■ TASK DESCRIPTION ■
Could you render every line of the rows below as a Markdown table with the columns No. and Line, numbering the lines in order and skipping any blank ones?
····················
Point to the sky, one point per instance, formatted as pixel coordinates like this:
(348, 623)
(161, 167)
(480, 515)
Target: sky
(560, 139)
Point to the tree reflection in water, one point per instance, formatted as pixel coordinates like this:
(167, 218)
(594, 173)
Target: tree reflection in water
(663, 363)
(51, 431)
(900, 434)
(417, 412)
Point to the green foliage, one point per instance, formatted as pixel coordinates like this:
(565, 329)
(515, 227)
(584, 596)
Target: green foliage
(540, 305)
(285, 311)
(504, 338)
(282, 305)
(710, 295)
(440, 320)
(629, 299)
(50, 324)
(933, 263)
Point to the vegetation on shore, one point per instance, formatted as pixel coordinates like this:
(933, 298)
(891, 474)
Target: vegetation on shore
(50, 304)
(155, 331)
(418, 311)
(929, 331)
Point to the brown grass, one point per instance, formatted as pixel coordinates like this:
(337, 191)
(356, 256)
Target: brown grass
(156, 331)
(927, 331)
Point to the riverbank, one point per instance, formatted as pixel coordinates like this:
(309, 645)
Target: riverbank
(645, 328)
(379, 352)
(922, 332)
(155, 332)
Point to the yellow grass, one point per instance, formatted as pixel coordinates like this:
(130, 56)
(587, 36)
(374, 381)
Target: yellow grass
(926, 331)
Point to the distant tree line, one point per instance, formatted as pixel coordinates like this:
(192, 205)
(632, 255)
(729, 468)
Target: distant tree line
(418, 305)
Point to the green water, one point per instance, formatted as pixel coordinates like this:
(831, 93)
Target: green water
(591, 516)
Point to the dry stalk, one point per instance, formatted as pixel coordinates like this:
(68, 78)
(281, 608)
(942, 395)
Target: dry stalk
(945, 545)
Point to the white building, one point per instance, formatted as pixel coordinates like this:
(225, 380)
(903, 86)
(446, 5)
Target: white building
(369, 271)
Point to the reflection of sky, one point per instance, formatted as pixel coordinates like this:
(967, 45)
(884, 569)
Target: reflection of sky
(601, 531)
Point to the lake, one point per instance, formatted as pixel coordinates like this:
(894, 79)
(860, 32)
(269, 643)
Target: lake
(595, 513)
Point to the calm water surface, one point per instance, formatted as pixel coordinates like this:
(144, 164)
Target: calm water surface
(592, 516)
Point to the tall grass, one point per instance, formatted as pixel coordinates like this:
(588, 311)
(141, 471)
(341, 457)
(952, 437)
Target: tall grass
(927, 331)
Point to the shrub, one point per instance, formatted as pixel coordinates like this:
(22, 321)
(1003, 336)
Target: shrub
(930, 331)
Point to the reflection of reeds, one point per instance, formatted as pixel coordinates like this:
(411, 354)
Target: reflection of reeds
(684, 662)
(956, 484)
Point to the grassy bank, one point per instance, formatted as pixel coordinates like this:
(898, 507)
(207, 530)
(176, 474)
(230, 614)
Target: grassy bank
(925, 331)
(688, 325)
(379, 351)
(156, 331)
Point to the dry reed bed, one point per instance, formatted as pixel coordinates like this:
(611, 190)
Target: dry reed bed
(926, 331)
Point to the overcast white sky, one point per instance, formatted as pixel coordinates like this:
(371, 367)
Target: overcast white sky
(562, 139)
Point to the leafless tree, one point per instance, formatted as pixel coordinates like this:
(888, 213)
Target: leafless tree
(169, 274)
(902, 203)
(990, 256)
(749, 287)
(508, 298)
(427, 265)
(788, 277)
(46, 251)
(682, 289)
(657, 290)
····················
■ WRITTEN RESPONSE ■
| No. | Line |
|---|---|
| 1 | Point to the sky, one point per instance, formatted as pixel coordinates like this: |
| 2 | (348, 623) |
| 3 | (161, 167) |
| 4 | (480, 515) |
| 5 | Target: sky |
| 6 | (560, 139) |
| 7 | Point to the tree reflection in water, one point per instance, formatted as pixel coordinates like this: |
| 8 | (167, 218) |
| 9 | (594, 173) |
| 10 | Target: tree reflection in water |
| 11 | (663, 363) |
| 12 | (51, 431) |
| 13 | (900, 434) |
| 14 | (417, 412) |
| 15 | Point to the green foliage, one point per instance, formatted as pixel coordinates like this: |
| 16 | (565, 329) |
| 17 | (515, 227) |
| 18 | (584, 596) |
| 19 | Target: green foliage |
| 20 | (540, 305) |
| 21 | (285, 311) |
| 22 | (504, 338) |
| 23 | (282, 305) |
| 24 | (710, 295) |
| 25 | (440, 320) |
| 26 | (629, 299) |
| 27 | (50, 324) |
| 28 | (933, 263) |
| 29 | Point to the vegetation on shore, one point per instance, formatted as pixel coordinates like this: |
| 30 | (933, 298) |
| 31 | (891, 474) |
| 32 | Target: vegetation on shore |
| 33 | (50, 304) |
| 34 | (155, 331) |
| 35 | (418, 311) |
| 36 | (929, 331) |
| 37 | Point to the brown grass, one point per instance, formatted as pixel coordinates like this: |
| 38 | (337, 191) |
| 39 | (356, 256) |
| 40 | Target: brown grass |
| 41 | (156, 331) |
| 42 | (927, 331) |
| 43 | Point to the riverbank, one point per instance, formatted as pixel coordinates like this: |
| 44 | (309, 645) |
| 45 | Target: riverbank |
| 46 | (645, 328) |
| 47 | (379, 352) |
| 48 | (922, 332) |
| 49 | (155, 332) |
| 50 | Point to the yellow grass, one point per instance, formatted as pixel coordinates like this: |
| 51 | (130, 56) |
| 52 | (587, 36) |
| 53 | (374, 381) |
| 54 | Target: yellow grass |
| 55 | (926, 331) |
| 56 | Point to the distant tree line, one point per instance, formatted as pixel coordinates like this: |
| 57 | (192, 205) |
| 58 | (632, 255) |
| 59 | (729, 468) |
| 60 | Target: distant tree line |
| 61 | (418, 305) |
| 62 | Point to the green water, one point per instance, formatted as pixel coordinates like this: |
| 63 | (831, 93) |
| 64 | Target: green water |
| 65 | (591, 516) |
| 66 | Point to the dry stalk, one point per instance, formatted as pixel coordinates like this: |
| 67 | (68, 78) |
| 68 | (281, 608) |
| 69 | (942, 395) |
| 70 | Target: dry stalk |
| 71 | (945, 545) |
| 72 | Point to the white building, one point per instance, formatted as pixel coordinates like this: |
| 73 | (225, 380) |
| 74 | (903, 86) |
| 75 | (446, 5) |
| 76 | Target: white building |
| 77 | (369, 271) |
| 78 | Point to the reflection of sky, one point per instance, formatted as pixel coordinates like this: |
| 79 | (967, 45) |
| 80 | (884, 569) |
| 81 | Target: reflection of sky |
| 82 | (601, 531) |
| 83 | Point to the lake, one point per instance, formatted as pixel coordinates like this: |
| 84 | (894, 79) |
| 85 | (860, 32) |
| 86 | (269, 643) |
| 87 | Target: lake |
| 88 | (595, 513) |
| 89 | Point to the calm water surface, one point per instance, formatted as pixel coordinates like this: |
| 90 | (144, 164) |
| 91 | Target: calm water surface |
| 92 | (592, 516) |
| 93 | Point to the tall grass, one point per instance, formatted as pixel coordinates like this: |
| 94 | (588, 311) |
| 95 | (141, 471) |
| 96 | (341, 457) |
| 97 | (952, 437) |
| 98 | Target: tall grass |
| 99 | (927, 331) |
| 100 | Point to the shrub, one point per instance, formatted as pixel coordinates like this: |
| 101 | (22, 321) |
| 102 | (1003, 336) |
| 103 | Target: shrub |
| 104 | (930, 331) |
| 105 | Point to the reflection of reeds, one point per instance, formatted as pixel coordinates like this: |
| 106 | (411, 354) |
| 107 | Target: reflection of reeds |
| 108 | (684, 662) |
| 109 | (956, 484) |
| 110 | Point to the grassy bank, one point per instance, formatted as pixel coordinates like this: |
| 111 | (898, 507) |
| 112 | (207, 530) |
| 113 | (176, 474) |
| 114 | (230, 614) |
| 115 | Target: grassy bank |
| 116 | (925, 331) |
| 117 | (688, 325) |
| 118 | (379, 351) |
| 119 | (156, 331) |
| 120 | Point to the dry reed bed, one point per instance, formatted as pixel coordinates like this: |
| 121 | (611, 190) |
| 122 | Target: dry reed bed |
| 123 | (926, 331) |
| 124 | Point to the overcast white sky, one point per instance, formatted as pixel coordinates like this: |
| 125 | (371, 367) |
| 126 | Target: overcast white sky |
| 127 | (562, 139) |
| 128 | Point to the leafless tree, one point per instance, formatted as pixel coordinates like this: |
| 129 | (888, 213) |
| 130 | Target: leafless tree |
| 131 | (169, 274) |
| 132 | (902, 203) |
| 133 | (990, 256) |
| 134 | (749, 287) |
| 135 | (508, 298) |
| 136 | (427, 265) |
| 137 | (788, 277) |
| 138 | (46, 251) |
| 139 | (682, 289) |
| 140 | (657, 290) |